Excerpt:
Loopy, Lonely and Lost

Posted on: July 15, 2011

I’m tired, but can’t get to sleep. Nearly four in the morning and I am restless and uncomfortable.

Weirdly, I miss the feeling of being out of control. I used to be so afraid, thought that maybe if I could fashion some order out of my life then I’d be okay. But the fear’s still there.

I don’t think learning to be even better at pretending is necessarily a good thing. It doesn’t solve any problem.

I get up, I go to work, I eat at regular times, I shower, I learn to drive, and sometimes I spend time with friends.

I feel like I am rotting away.

I sit in my room and listen to my parents shouting at each other, and nothing means anything. I’m fucking eight years old again, curled up on the floor, wishing it wasn’t happening, living largely in a fantasy world where it’s not.

Every relationship I have is completely superficial. Everyone I know could replace me in a heartbeat.

I miss the raging fire in me that could have led to change, or death. All there is now is smouldering embers, crumbling ashes and lights going out.

Everything shrinks and possibilities disappear. I’m stuck in this city, in this house, in this life. There’s nothing left. Nothing will ever change, except to get worse, until I die.

I know I’m not allowed to be unhappy, or to think about dying, or to cry alone at night. Believe me, I’d rather not. I know it makes me selfish and weak and useless. Those feelings are for other people to express, and I have to shift to accommodate them.

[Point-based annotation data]
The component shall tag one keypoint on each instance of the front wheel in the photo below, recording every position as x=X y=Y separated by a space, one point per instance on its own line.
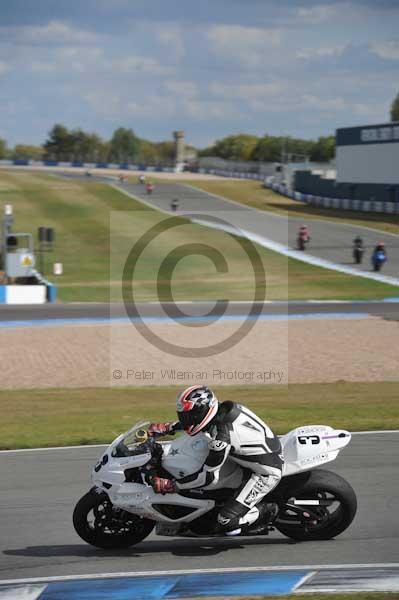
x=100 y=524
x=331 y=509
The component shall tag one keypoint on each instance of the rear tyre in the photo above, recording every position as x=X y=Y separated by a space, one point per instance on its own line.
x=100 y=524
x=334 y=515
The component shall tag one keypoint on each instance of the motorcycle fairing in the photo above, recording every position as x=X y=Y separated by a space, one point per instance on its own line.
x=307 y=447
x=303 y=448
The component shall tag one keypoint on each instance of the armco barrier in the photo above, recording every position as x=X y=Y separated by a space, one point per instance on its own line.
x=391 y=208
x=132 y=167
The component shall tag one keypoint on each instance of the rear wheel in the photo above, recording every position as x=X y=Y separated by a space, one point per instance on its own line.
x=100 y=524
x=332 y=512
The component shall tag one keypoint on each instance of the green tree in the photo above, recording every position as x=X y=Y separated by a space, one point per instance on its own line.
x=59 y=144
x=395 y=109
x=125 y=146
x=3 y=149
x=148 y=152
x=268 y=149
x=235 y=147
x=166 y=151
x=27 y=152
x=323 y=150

Problems:
1) Answer these questions about the post "Loopy, Lonely and Lost":
(a) On what date was it posted?
(b) At roughly what hour is the writer still awake?
(c) What age does the writer feel like again while listening to the parents shouting?
2) Carry on writing the post "Loopy, Lonely and Lost" from its final sentence, keeping the same first-person voice.

Answers for this exercise:
1)
(a) July 15, 2011
(b) Nearly four in the morning
(c) Eight years old

2)
I feel like I’m air. You can move through me all you want, you’ll find no resistance.

I miss a time when music was meaningful. When a song could make me cry, or give me hope. I miss books I could disappear into, believe so deeply I no longer saw the pages.

I miss feeling any sort of connection with any part of the world outside myself.

I’m never going to make a difference now. Never going to do something I can be proud of. Never going to change a life, or find a person I can be honest with, or do something I’ll be remembered for.

And when I die, they’ll say it’s not suicide. They’ll say she was always smiling, or she had everything to live for, or there were never any signs. And I will leave this world without ever being known, without ever expressing myself, without ever having the courage to lay out my thoughts as they really are.

What a waste of life.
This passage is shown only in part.